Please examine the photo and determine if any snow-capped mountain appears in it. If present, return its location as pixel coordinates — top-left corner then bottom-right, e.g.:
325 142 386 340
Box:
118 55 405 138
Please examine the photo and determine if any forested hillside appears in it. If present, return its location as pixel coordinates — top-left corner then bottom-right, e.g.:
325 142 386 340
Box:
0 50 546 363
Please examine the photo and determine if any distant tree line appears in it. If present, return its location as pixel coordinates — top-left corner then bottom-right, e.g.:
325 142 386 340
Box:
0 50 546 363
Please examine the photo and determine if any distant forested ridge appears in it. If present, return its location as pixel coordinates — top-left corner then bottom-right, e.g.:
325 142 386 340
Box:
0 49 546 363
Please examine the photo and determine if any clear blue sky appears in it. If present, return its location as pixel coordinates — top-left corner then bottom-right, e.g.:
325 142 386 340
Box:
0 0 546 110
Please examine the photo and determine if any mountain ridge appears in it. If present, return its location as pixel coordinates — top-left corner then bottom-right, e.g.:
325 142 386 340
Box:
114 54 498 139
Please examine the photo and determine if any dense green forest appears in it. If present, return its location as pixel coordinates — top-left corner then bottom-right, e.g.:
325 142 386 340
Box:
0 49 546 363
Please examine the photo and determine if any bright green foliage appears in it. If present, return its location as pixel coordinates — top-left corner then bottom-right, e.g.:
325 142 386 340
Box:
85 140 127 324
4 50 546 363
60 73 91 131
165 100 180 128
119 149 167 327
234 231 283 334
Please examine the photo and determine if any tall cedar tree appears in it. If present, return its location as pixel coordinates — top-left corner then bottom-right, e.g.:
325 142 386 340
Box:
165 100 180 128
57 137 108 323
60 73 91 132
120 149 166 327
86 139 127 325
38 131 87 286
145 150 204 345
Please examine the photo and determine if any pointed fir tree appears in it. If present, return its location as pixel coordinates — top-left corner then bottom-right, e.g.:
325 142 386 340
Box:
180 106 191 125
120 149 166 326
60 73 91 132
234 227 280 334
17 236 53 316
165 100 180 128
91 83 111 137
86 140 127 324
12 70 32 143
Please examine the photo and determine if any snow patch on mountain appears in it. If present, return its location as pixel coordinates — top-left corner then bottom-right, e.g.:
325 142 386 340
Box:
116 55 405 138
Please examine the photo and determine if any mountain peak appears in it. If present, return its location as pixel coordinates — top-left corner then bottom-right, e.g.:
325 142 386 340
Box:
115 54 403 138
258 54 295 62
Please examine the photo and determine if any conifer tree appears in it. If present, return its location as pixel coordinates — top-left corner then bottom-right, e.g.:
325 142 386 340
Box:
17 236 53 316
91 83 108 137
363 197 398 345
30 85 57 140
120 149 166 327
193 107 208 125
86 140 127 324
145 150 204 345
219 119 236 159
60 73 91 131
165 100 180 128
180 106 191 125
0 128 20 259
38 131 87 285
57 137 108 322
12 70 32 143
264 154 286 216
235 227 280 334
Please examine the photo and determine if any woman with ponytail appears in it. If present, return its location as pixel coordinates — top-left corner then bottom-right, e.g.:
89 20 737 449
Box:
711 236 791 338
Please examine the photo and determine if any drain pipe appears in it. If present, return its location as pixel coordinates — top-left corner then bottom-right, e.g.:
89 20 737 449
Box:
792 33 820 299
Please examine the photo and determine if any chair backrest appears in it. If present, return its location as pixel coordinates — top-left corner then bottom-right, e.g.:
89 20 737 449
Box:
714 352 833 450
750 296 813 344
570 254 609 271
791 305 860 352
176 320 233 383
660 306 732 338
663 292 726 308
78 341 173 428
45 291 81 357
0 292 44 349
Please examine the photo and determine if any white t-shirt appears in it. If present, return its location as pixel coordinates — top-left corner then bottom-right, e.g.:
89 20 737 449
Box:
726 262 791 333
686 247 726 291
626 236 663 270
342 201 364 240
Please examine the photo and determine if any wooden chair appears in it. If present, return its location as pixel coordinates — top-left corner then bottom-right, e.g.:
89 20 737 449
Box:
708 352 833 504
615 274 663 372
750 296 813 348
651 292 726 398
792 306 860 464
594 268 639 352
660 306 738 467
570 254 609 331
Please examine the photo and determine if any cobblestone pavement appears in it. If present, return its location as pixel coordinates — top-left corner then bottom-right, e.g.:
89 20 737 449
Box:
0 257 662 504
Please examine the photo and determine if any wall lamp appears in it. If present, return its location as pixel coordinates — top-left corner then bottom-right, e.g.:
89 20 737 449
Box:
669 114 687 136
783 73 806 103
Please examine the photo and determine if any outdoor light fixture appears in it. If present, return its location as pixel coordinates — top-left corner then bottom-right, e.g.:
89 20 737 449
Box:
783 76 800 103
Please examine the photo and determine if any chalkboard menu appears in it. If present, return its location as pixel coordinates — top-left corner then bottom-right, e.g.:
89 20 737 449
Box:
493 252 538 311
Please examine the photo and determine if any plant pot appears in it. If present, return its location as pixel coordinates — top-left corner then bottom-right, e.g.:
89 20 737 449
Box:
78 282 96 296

——

- **Set problem**:
Copy the listing above line for line, with no changes.

- **Solution**:
Please examine the photo and determine if any snow-capped mountain appears in it. If present, return its location as pixel coordinates — top-left corner then bottom-right, e.g.:
325 142 386 340
Box:
118 55 405 138
Please examine the photo and determine if any forested hillside appears in it. If present, return its location as pixel coordinates — top-left corner then bottom-right, e.g.:
325 142 386 340
Box:
0 50 546 363
Please examine the photo and determine if any distant tree line appears in it. If present, return its location as pixel coordinates — top-left corner then bottom-right, e.g.:
325 142 386 340
Box:
0 50 546 363
Please examine the photo and determine if any distant forested ridge appears in it. If present, return its location as pixel coordinates — top-left corner then bottom-right, e.g.:
325 142 386 340
Box:
0 49 546 363
Please examine the photo and determine if any clear blue sky appears in it. If present, return its location as pixel coordinates — top-left corner then bottom-right, e.g.:
325 142 386 340
Box:
0 0 546 110
Please examine the photo and determine if any mountain ridge appears in it. If present, return its location as pixel coordinates — top-left corner then bottom-right, e.g.:
325 142 386 340
Box:
114 54 498 139
Please examine the photo and determine if any dense green forest appears in it. If present, return its location as pixel coordinates — top-left corner then bottom-right, e.g.:
325 142 386 340
Box:
0 49 546 363
Please examine the photo and determine if any bright green foliage appears in it. If present, return its location as pixel coordinates — top-left corner then bottom-right, e.g.:
325 142 386 340
Box:
85 140 127 324
4 50 546 363
60 73 91 131
165 100 180 128
119 149 167 327
234 231 283 334
Please examine the photo and determine if any tall cedar tree appears in it. If present, return its location as pixel coordinates — top-left corner then bottom-right, e.g.:
325 142 386 340
Box:
165 100 180 128
57 137 108 323
60 73 91 132
120 149 166 327
86 139 127 325
38 131 87 286
145 150 204 345
Please examine the photo and determine if any pointed fir tree appears in it. If present, return its location as pixel coordinates — top-left corner then bottom-right, e.g.:
325 142 386 340
Box:
180 106 191 125
120 149 166 326
60 73 91 132
234 227 280 334
17 236 53 316
165 100 180 128
91 83 111 137
86 140 127 324
12 70 32 143
Please examine the photo and determine if any snow patch on mountain appears in it. If present, return its location as pixel coordinates — top-left corner then bottom-right, e.g.:
325 142 386 340
Box:
116 55 405 138
Please examine the photo and determine if any mountain peak appears in it. If present, return its location as pixel coordinates — top-left corner then bottom-right, e.g.:
325 142 386 340
Box:
115 54 403 138
258 54 295 62
Please examine the photo and determine if any conifer tree appears in it. If present, return its location as pixel coordinates — top-left corner then bottom-right, e.g.:
325 142 386 340
Box:
17 236 53 316
91 83 108 137
363 197 398 345
30 85 57 140
120 149 166 327
193 107 208 125
86 140 127 324
145 150 204 345
219 119 236 159
60 73 91 131
165 100 180 128
180 106 191 125
0 128 20 259
38 131 87 285
57 137 108 322
12 70 32 143
264 154 286 216
235 227 280 334
Please examine the photo and determine if any woman with ponytail appears in it. If present, return its location as pixel coordinates — top-left corner then bottom-right, e.g.:
89 20 737 449
Box:
711 236 791 338
Please examine the photo and determine if any drain pipe appears in it. If present, return its location as pixel coordinates — top-left corner then bottom-right, e.g.:
89 20 737 449
Box:
792 33 820 299
Please examine the photo and determine if any chair backrest appears in it. If present, return its location as pixel coordinates — top-left corner then bottom-right, e.g.:
89 20 737 449
Box:
714 352 833 450
750 296 813 344
570 254 609 271
791 305 860 352
176 320 233 383
660 306 732 338
663 292 726 308
78 341 173 428
45 291 81 357
0 292 44 349
Please examine the photo and determine if any white t-shirt appears in it. If present, return its location as pixel coordinates — top-left corner then bottom-right, e.g.:
89 20 737 449
Box:
726 262 791 333
686 247 726 291
626 236 663 270
342 201 364 240
Please examine the photo and determine if any wooden chair appears in it. If present, return its location as pixel coordinates — top-left corner then bottom-right, e.g.:
89 20 737 449
Box:
708 352 833 504
615 274 663 372
750 296 813 348
651 292 726 398
792 306 860 464
594 268 639 352
660 306 738 467
570 254 609 331
Please examine the photo and determine if any cobblestone pavement appears in it. If present, return its location as pixel coordinates — top-left corner then bottom-right, e.g.:
89 20 737 449
Box:
0 257 662 504
Please examine the photo and determine if any wall lamp appears in it. If present, return its location as pixel coordinates — top-left corner then bottom-right, e.g.:
89 20 737 449
Box:
669 114 687 136
783 73 806 103
Please examine the photo and determine if any outdoor light fixture appears in it. If present, return its location as pixel coordinates — top-left corner then bottom-right, e.g.:
89 20 737 449
Box:
783 76 800 103
Please examine the photo and determine if any chalkboard menu appears in it. If present, return its location as pixel coordinates — top-left corner then bottom-right, e.g.:
89 20 737 449
Box:
493 252 538 311
Please examine the photo and determine if any plant pot appears in it. If present, return its location as pixel coordinates — top-left corner then bottom-right, e.g.:
89 20 737 449
Box:
78 282 96 296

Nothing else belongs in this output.